## YOUR TASK
Can you rewrite everything from the line containing "Question. Point out every instance of the sunlit" down to the end of the data below as a JSON list of strings, one string per line, with blank lines left out?

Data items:
BEGIN
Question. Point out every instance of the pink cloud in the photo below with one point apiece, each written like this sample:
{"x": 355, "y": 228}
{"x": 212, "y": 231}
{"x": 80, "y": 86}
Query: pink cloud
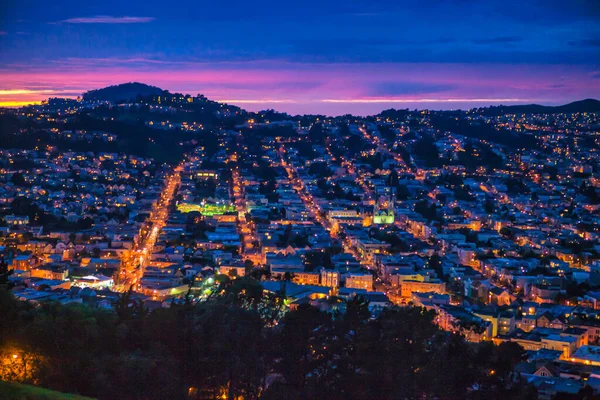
{"x": 324, "y": 88}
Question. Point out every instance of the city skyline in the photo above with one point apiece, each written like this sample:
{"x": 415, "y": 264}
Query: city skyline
{"x": 331, "y": 58}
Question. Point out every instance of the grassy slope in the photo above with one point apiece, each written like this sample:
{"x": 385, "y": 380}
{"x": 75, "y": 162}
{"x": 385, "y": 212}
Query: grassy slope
{"x": 25, "y": 392}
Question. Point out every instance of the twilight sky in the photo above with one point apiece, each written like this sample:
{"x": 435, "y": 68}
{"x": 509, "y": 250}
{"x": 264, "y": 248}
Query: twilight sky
{"x": 317, "y": 56}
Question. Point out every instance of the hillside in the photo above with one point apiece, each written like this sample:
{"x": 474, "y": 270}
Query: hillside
{"x": 123, "y": 92}
{"x": 17, "y": 391}
{"x": 587, "y": 105}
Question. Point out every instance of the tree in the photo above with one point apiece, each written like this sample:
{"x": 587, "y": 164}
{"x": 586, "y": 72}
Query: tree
{"x": 5, "y": 272}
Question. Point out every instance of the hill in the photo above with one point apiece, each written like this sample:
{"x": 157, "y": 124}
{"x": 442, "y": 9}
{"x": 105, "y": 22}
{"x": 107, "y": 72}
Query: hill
{"x": 123, "y": 92}
{"x": 18, "y": 391}
{"x": 587, "y": 105}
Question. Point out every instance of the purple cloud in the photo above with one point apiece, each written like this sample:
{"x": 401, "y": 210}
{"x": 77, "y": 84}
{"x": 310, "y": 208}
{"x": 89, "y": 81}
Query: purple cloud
{"x": 107, "y": 19}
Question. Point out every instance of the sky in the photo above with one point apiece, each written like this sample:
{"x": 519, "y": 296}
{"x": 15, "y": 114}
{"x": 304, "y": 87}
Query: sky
{"x": 312, "y": 56}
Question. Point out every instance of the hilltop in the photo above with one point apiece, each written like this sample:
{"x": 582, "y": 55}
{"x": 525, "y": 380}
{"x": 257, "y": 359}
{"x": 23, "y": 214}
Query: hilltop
{"x": 587, "y": 105}
{"x": 123, "y": 92}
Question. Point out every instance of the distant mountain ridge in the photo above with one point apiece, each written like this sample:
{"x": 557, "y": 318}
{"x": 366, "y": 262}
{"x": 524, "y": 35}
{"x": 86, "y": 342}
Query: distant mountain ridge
{"x": 123, "y": 92}
{"x": 132, "y": 90}
{"x": 587, "y": 105}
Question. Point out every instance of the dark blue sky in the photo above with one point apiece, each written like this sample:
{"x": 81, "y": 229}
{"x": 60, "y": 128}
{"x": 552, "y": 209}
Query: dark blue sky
{"x": 333, "y": 56}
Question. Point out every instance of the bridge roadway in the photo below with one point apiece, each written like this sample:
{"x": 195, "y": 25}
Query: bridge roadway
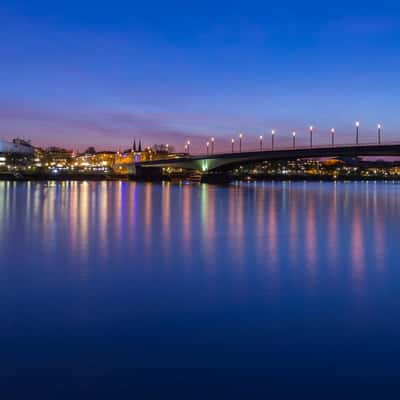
{"x": 228, "y": 161}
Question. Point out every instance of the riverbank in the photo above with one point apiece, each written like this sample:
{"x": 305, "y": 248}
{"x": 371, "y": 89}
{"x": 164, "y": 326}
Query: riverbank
{"x": 29, "y": 177}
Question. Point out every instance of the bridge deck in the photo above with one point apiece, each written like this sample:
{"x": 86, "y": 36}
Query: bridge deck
{"x": 229, "y": 160}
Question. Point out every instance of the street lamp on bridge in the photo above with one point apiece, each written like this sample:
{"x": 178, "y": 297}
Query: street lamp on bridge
{"x": 357, "y": 132}
{"x": 272, "y": 139}
{"x": 379, "y": 134}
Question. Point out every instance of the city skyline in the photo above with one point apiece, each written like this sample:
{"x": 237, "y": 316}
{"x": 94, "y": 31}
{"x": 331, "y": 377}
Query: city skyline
{"x": 74, "y": 76}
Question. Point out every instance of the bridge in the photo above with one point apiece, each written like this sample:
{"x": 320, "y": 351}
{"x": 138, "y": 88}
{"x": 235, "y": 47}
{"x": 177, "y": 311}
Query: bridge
{"x": 228, "y": 161}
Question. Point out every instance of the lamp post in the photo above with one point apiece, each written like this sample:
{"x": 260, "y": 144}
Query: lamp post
{"x": 357, "y": 132}
{"x": 379, "y": 134}
{"x": 272, "y": 139}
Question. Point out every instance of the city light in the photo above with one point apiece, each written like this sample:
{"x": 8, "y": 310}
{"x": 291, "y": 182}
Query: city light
{"x": 357, "y": 132}
{"x": 379, "y": 134}
{"x": 272, "y": 139}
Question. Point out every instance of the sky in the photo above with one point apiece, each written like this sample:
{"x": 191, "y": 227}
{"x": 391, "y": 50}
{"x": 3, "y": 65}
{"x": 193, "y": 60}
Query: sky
{"x": 81, "y": 73}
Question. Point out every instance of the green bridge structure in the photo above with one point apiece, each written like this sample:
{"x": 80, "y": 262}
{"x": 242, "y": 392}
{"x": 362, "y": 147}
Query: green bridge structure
{"x": 221, "y": 163}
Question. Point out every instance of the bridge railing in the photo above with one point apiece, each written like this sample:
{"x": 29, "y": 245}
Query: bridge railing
{"x": 288, "y": 148}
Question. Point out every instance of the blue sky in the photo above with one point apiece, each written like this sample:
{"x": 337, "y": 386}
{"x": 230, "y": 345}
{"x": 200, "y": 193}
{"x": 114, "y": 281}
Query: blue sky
{"x": 81, "y": 73}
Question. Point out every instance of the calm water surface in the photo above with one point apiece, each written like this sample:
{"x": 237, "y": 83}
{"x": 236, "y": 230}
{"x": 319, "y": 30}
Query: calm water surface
{"x": 119, "y": 288}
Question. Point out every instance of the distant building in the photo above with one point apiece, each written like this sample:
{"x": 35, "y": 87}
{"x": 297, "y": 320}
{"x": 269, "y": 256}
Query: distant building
{"x": 17, "y": 147}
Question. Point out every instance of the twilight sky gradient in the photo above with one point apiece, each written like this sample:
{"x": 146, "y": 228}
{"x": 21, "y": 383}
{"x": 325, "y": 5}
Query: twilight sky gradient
{"x": 77, "y": 73}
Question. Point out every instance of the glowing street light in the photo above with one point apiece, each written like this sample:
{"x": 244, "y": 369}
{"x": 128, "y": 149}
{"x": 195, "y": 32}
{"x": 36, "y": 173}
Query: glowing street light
{"x": 379, "y": 133}
{"x": 272, "y": 139}
{"x": 357, "y": 132}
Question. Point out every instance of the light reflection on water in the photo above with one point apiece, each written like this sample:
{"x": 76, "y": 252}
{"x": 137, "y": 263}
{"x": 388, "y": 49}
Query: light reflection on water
{"x": 276, "y": 256}
{"x": 305, "y": 226}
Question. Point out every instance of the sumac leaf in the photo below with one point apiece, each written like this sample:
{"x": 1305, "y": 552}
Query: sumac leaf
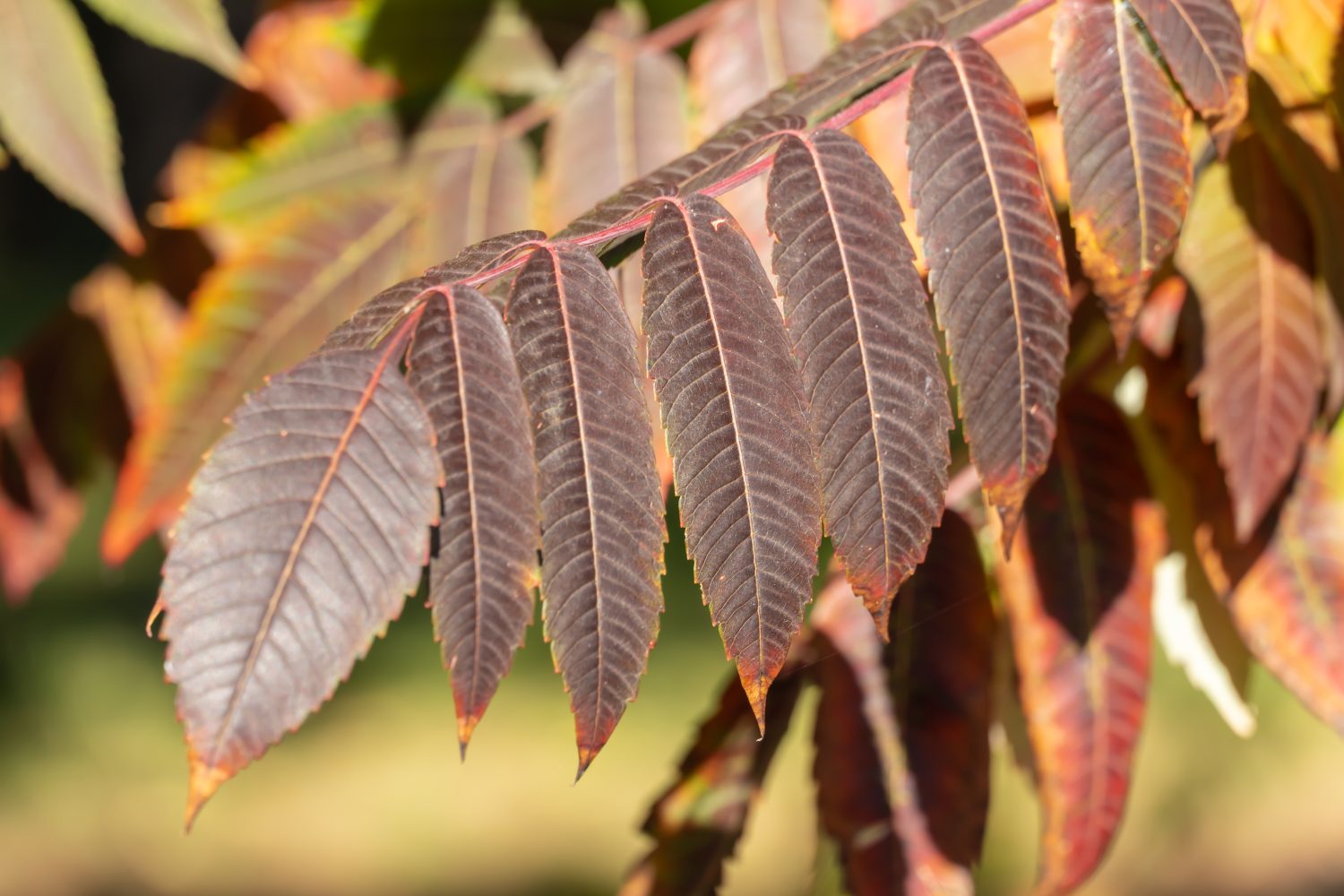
{"x": 304, "y": 532}
{"x": 1246, "y": 253}
{"x": 480, "y": 582}
{"x": 996, "y": 265}
{"x": 1129, "y": 167}
{"x": 1078, "y": 590}
{"x": 602, "y": 524}
{"x": 1288, "y": 606}
{"x": 699, "y": 820}
{"x": 1202, "y": 45}
{"x": 855, "y": 311}
{"x": 736, "y": 416}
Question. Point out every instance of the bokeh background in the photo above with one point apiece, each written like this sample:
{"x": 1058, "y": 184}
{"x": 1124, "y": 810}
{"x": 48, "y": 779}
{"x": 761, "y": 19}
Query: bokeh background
{"x": 371, "y": 797}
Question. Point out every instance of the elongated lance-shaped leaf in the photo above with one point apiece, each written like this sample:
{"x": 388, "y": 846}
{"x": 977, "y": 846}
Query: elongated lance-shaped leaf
{"x": 1289, "y": 605}
{"x": 194, "y": 29}
{"x": 1246, "y": 253}
{"x": 1078, "y": 591}
{"x": 736, "y": 416}
{"x": 699, "y": 820}
{"x": 480, "y": 582}
{"x": 602, "y": 525}
{"x": 1129, "y": 167}
{"x": 304, "y": 532}
{"x": 996, "y": 265}
{"x": 866, "y": 794}
{"x": 376, "y": 317}
{"x": 941, "y": 667}
{"x": 1202, "y": 45}
{"x": 855, "y": 312}
{"x": 250, "y": 317}
{"x": 56, "y": 115}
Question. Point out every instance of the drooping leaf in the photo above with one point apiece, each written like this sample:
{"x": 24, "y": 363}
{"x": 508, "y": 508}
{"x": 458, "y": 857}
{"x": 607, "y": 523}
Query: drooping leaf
{"x": 261, "y": 312}
{"x": 461, "y": 368}
{"x": 1129, "y": 166}
{"x": 857, "y": 319}
{"x": 1246, "y": 253}
{"x": 56, "y": 115}
{"x": 1202, "y": 45}
{"x": 602, "y": 524}
{"x": 1078, "y": 591}
{"x": 699, "y": 820}
{"x": 996, "y": 265}
{"x": 736, "y": 414}
{"x": 1288, "y": 606}
{"x": 304, "y": 532}
{"x": 193, "y": 29}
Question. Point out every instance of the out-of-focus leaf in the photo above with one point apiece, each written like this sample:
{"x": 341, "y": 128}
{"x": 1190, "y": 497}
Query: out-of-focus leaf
{"x": 996, "y": 265}
{"x": 273, "y": 587}
{"x": 253, "y": 316}
{"x": 698, "y": 821}
{"x": 1289, "y": 605}
{"x": 1246, "y": 253}
{"x": 602, "y": 521}
{"x": 1202, "y": 45}
{"x": 1078, "y": 590}
{"x": 193, "y": 29}
{"x": 1129, "y": 166}
{"x": 510, "y": 56}
{"x": 737, "y": 421}
{"x": 37, "y": 522}
{"x": 859, "y": 327}
{"x": 56, "y": 115}
{"x": 140, "y": 325}
{"x": 461, "y": 368}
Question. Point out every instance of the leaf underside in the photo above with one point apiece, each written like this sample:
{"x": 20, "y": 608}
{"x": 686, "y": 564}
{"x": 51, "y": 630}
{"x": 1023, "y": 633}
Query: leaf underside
{"x": 324, "y": 493}
{"x": 855, "y": 311}
{"x": 602, "y": 524}
{"x": 996, "y": 263}
{"x": 736, "y": 417}
{"x": 1129, "y": 167}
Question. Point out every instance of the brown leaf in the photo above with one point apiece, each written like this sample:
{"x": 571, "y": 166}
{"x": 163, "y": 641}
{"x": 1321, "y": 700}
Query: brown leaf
{"x": 857, "y": 317}
{"x": 1078, "y": 590}
{"x": 1129, "y": 166}
{"x": 996, "y": 265}
{"x": 736, "y": 416}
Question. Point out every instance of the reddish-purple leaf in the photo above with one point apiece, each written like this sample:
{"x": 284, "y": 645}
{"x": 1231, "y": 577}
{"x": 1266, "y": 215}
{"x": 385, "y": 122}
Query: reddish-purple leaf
{"x": 857, "y": 322}
{"x": 737, "y": 425}
{"x": 1202, "y": 45}
{"x": 306, "y": 530}
{"x": 1129, "y": 167}
{"x": 480, "y": 582}
{"x": 996, "y": 265}
{"x": 602, "y": 525}
{"x": 1078, "y": 591}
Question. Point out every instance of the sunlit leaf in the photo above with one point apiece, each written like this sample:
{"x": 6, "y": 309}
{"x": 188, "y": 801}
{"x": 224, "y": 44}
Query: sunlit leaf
END
## TASK OUTPUT
[
  "Question. Point out every instance of the sunlit leaf in the photo above with one point apiece, each written like this sample:",
  "{\"x\": 6, \"y\": 309}",
  "{\"x\": 188, \"y\": 801}",
  "{\"x\": 224, \"y\": 44}",
  "Query: sunlit leaf"
]